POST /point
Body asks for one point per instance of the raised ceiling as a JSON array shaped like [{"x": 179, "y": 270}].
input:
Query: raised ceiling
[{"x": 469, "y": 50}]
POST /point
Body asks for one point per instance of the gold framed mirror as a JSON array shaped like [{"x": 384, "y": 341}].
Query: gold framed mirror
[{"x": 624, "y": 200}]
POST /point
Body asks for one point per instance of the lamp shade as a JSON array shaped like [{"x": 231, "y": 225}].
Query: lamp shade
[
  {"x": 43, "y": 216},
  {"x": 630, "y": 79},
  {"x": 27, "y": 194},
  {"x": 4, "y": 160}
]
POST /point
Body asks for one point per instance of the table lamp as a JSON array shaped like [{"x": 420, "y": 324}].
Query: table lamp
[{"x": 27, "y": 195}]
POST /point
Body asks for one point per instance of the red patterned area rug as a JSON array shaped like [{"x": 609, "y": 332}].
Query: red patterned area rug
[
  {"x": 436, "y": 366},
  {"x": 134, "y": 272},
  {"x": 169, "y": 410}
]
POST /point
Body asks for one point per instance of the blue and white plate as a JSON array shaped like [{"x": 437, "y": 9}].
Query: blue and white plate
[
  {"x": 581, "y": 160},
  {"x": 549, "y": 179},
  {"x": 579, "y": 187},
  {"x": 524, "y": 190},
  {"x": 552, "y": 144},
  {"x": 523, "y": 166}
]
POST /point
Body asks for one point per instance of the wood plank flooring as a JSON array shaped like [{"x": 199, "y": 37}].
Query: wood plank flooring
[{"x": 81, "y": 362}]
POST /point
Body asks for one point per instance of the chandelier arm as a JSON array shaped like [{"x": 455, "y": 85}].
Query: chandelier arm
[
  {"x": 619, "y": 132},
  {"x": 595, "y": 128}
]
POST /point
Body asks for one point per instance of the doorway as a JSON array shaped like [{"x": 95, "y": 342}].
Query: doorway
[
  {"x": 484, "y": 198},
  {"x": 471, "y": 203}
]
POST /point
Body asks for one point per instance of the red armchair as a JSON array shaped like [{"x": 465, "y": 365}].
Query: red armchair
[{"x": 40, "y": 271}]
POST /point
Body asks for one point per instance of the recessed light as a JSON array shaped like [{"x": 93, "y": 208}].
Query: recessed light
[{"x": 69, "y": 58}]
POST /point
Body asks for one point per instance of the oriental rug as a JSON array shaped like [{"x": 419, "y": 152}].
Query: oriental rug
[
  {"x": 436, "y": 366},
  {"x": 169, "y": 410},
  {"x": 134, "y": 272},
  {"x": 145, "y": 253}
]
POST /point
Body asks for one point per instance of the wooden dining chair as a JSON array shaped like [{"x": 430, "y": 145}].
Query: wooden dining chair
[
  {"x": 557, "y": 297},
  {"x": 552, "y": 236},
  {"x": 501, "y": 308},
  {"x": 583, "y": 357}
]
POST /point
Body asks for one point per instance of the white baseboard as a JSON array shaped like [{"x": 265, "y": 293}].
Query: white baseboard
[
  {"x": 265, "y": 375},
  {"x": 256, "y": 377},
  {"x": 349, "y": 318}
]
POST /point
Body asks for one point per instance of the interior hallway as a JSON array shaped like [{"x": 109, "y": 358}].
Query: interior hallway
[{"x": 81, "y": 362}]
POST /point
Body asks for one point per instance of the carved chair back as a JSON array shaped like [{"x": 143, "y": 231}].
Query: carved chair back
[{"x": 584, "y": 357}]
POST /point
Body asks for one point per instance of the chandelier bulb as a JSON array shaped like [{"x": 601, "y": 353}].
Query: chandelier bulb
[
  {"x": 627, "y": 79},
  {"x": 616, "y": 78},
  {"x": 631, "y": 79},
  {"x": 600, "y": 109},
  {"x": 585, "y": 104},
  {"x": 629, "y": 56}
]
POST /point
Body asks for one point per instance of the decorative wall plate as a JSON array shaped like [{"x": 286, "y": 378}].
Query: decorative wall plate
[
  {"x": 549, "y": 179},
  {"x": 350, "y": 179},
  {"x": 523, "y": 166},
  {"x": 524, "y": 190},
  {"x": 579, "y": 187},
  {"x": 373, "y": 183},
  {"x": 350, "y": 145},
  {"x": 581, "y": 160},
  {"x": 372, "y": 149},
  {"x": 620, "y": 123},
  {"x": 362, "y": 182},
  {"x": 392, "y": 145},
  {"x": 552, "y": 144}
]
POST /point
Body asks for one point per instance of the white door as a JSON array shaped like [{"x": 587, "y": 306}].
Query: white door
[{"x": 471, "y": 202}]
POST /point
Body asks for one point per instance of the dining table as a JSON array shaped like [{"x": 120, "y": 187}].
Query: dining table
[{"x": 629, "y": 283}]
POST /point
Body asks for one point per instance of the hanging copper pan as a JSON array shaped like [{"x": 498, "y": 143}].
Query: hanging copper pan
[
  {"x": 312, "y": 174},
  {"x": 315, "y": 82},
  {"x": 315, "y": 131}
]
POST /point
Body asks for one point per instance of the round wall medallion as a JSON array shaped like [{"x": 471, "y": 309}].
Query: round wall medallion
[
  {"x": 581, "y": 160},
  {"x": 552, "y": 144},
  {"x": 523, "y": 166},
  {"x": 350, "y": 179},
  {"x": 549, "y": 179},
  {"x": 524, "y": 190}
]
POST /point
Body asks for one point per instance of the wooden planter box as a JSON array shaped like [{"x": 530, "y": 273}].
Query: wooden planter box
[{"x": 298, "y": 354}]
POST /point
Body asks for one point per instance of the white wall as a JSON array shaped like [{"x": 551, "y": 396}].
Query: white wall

□ □ □

Once more, set down the full listing, verbatim.

■ Response for this exercise ■
POST /point
Body asks for one point per instance of the raised ceiling as a JSON array shaped like [{"x": 179, "y": 270}].
input:
Query: raised ceiling
[{"x": 469, "y": 50}]
POST /point
Body asks for one point per instance of the gold framed mirror as a JSON array shaped like [{"x": 384, "y": 341}].
Query: gold framed mirror
[{"x": 624, "y": 200}]
POST /point
Body asks for one point per instance of the lamp shade as a JSON array shaped like [{"x": 231, "y": 225}].
Query: lamp shade
[
  {"x": 43, "y": 216},
  {"x": 630, "y": 79},
  {"x": 27, "y": 194},
  {"x": 4, "y": 160}
]
POST /point
Body asks for one point per instance of the table lamp as a JSON array shaped like [{"x": 420, "y": 324}].
Query: table lamp
[{"x": 27, "y": 195}]
POST /point
Body asks for one point per instance of the red patterned area rug as a JSON array shaped like [{"x": 609, "y": 332}].
Query: red patterned area rug
[
  {"x": 436, "y": 366},
  {"x": 134, "y": 272},
  {"x": 169, "y": 410}
]
POST /point
Body asks for one point per instance of the blue and white plate as a JSON array shaped like [{"x": 437, "y": 9}].
Query: blue and white plate
[
  {"x": 581, "y": 160},
  {"x": 549, "y": 179},
  {"x": 579, "y": 187},
  {"x": 524, "y": 190},
  {"x": 552, "y": 144},
  {"x": 523, "y": 166}
]
POST /point
Body asks for one point per instance of the wood plank flooring as a JSON array shaped like [{"x": 199, "y": 37}].
Query: wood plank flooring
[{"x": 81, "y": 362}]
POST /point
Body asks for one point per instance of the chandelier arm as a JSON array shaped like [{"x": 455, "y": 85}].
Query: chandelier arm
[
  {"x": 619, "y": 132},
  {"x": 595, "y": 128}
]
POST /point
Body asks for one point per instance of the doorway as a JSON array shaped like [{"x": 95, "y": 342}].
Query: doorway
[
  {"x": 484, "y": 198},
  {"x": 471, "y": 203}
]
POST /point
Body asks for one point per instance of the red armchair as a JSON array shaped like [{"x": 465, "y": 365}].
Query: red armchair
[{"x": 40, "y": 271}]
POST /point
Body asks for one point per instance of the recessed light as a JSON array shaped like [{"x": 93, "y": 208}].
Query: recessed light
[{"x": 69, "y": 58}]
POST /point
Body asks for one point per instance of the oriental rug as a JSON array shaped like [{"x": 419, "y": 152}].
Query: oriental rug
[
  {"x": 436, "y": 366},
  {"x": 169, "y": 410},
  {"x": 134, "y": 272},
  {"x": 145, "y": 253}
]
POST /point
Body asks for one point per instance of the wooden dining chair as a JSON array shaped like [{"x": 430, "y": 145}].
Query: wooden dining chair
[
  {"x": 557, "y": 297},
  {"x": 552, "y": 236},
  {"x": 501, "y": 308},
  {"x": 583, "y": 357}
]
POST /point
Body asks for one point per instance of the white baseboard as a JSON array shaped like [{"x": 265, "y": 293}].
Query: white baseboard
[
  {"x": 265, "y": 375},
  {"x": 256, "y": 377},
  {"x": 349, "y": 318}
]
POST /point
Body asks for one point per instance of the interior hallway as a JSON array shaped like [{"x": 109, "y": 358}].
Query: interior hallway
[{"x": 81, "y": 362}]
POST /point
Body asks for one point per instance of the carved chair back as a JSON array shaped like [{"x": 143, "y": 231}].
Query: carved chair back
[{"x": 584, "y": 357}]
POST /point
Body asks for one point per instance of the chandelier bulb as a JSON array shaped like [{"x": 601, "y": 353}].
Query: chandelier bulb
[
  {"x": 627, "y": 79},
  {"x": 616, "y": 78},
  {"x": 631, "y": 79},
  {"x": 600, "y": 109},
  {"x": 585, "y": 104},
  {"x": 629, "y": 56}
]
POST /point
Body asks for one point per instance of the decorative wall plate as a JSON array shaped like [{"x": 286, "y": 378}].
Query: decorative wall plate
[
  {"x": 549, "y": 179},
  {"x": 350, "y": 179},
  {"x": 523, "y": 166},
  {"x": 524, "y": 190},
  {"x": 579, "y": 187},
  {"x": 373, "y": 183},
  {"x": 350, "y": 145},
  {"x": 581, "y": 160},
  {"x": 372, "y": 149},
  {"x": 620, "y": 123},
  {"x": 362, "y": 182},
  {"x": 392, "y": 145},
  {"x": 552, "y": 144}
]
POST /point
Body asks for one point per instance of the white door as a JSON array shaped like [{"x": 587, "y": 306}].
Query: white door
[{"x": 471, "y": 202}]
POST /point
Body asks for one point per instance of the dining table as a JSON array shaped like [{"x": 120, "y": 187}].
Query: dining table
[{"x": 629, "y": 283}]
POST /point
Body asks for one point per instance of the hanging copper pan as a JSON array shaped like [{"x": 498, "y": 143}].
Query: hanging copper pan
[
  {"x": 312, "y": 174},
  {"x": 315, "y": 82},
  {"x": 315, "y": 131}
]
POST /point
Body asks for one point per instance of the round wall medallion as a JSON array shaped like [{"x": 471, "y": 309}].
Query: round wall medallion
[
  {"x": 581, "y": 160},
  {"x": 552, "y": 144},
  {"x": 523, "y": 166},
  {"x": 350, "y": 179},
  {"x": 549, "y": 179},
  {"x": 524, "y": 190}
]
POST /point
Body asks for one point per instance of the wooden planter box as a JSON array shaped like [{"x": 530, "y": 273}].
Query: wooden planter box
[{"x": 298, "y": 354}]
POST /point
Body asks for one point per instance of the white wall as a JSON array shaped like [{"x": 551, "y": 396}].
Query: white wall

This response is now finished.